**RECORD EXTRACTS:**
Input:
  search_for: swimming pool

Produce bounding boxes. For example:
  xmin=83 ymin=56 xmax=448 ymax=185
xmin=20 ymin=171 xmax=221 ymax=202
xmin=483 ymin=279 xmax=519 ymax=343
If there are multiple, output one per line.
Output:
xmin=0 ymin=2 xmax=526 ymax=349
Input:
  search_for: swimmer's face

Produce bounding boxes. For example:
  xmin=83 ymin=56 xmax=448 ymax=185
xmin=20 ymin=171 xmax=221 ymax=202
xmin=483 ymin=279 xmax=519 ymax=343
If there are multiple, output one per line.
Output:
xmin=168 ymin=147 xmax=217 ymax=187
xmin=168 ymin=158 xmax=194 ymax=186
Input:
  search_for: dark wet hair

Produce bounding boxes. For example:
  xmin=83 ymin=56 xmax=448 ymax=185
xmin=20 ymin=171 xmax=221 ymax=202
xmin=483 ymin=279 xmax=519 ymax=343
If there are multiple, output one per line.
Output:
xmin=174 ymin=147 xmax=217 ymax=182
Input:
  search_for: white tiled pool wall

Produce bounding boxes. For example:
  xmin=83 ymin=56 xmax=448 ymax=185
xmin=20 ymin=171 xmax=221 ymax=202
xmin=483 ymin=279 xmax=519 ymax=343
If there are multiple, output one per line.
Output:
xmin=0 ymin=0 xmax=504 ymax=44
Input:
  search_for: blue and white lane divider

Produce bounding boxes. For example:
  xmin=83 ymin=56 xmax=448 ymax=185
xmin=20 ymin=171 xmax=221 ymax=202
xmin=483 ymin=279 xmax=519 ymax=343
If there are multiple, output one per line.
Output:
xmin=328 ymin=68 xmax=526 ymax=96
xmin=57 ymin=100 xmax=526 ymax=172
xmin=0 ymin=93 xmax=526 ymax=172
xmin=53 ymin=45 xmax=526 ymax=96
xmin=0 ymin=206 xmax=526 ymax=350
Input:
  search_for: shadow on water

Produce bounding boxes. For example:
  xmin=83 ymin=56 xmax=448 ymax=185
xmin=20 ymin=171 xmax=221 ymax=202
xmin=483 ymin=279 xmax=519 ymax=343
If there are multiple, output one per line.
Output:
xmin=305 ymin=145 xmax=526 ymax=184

**AIM OF THE EXERCISE:**
Please copy out, word for word, every line from the very start of the items down to and including the line that contains "xmin=168 ymin=158 xmax=194 ymax=186".

**ANSWER TO THE TASK:**
Input:
  search_for: swimming pool

Produce bounding boxes. For example:
  xmin=83 ymin=56 xmax=448 ymax=185
xmin=20 ymin=171 xmax=221 ymax=202
xmin=483 ymin=279 xmax=519 ymax=343
If there are multiple, output one per line.
Output:
xmin=0 ymin=2 xmax=526 ymax=349
Input:
  search_for: swimmer's face

Produce bounding boxes. For example:
  xmin=83 ymin=56 xmax=448 ymax=185
xmin=20 ymin=171 xmax=221 ymax=202
xmin=483 ymin=279 xmax=519 ymax=343
If there are multiple, output one per line.
Output:
xmin=168 ymin=147 xmax=217 ymax=187
xmin=168 ymin=158 xmax=194 ymax=186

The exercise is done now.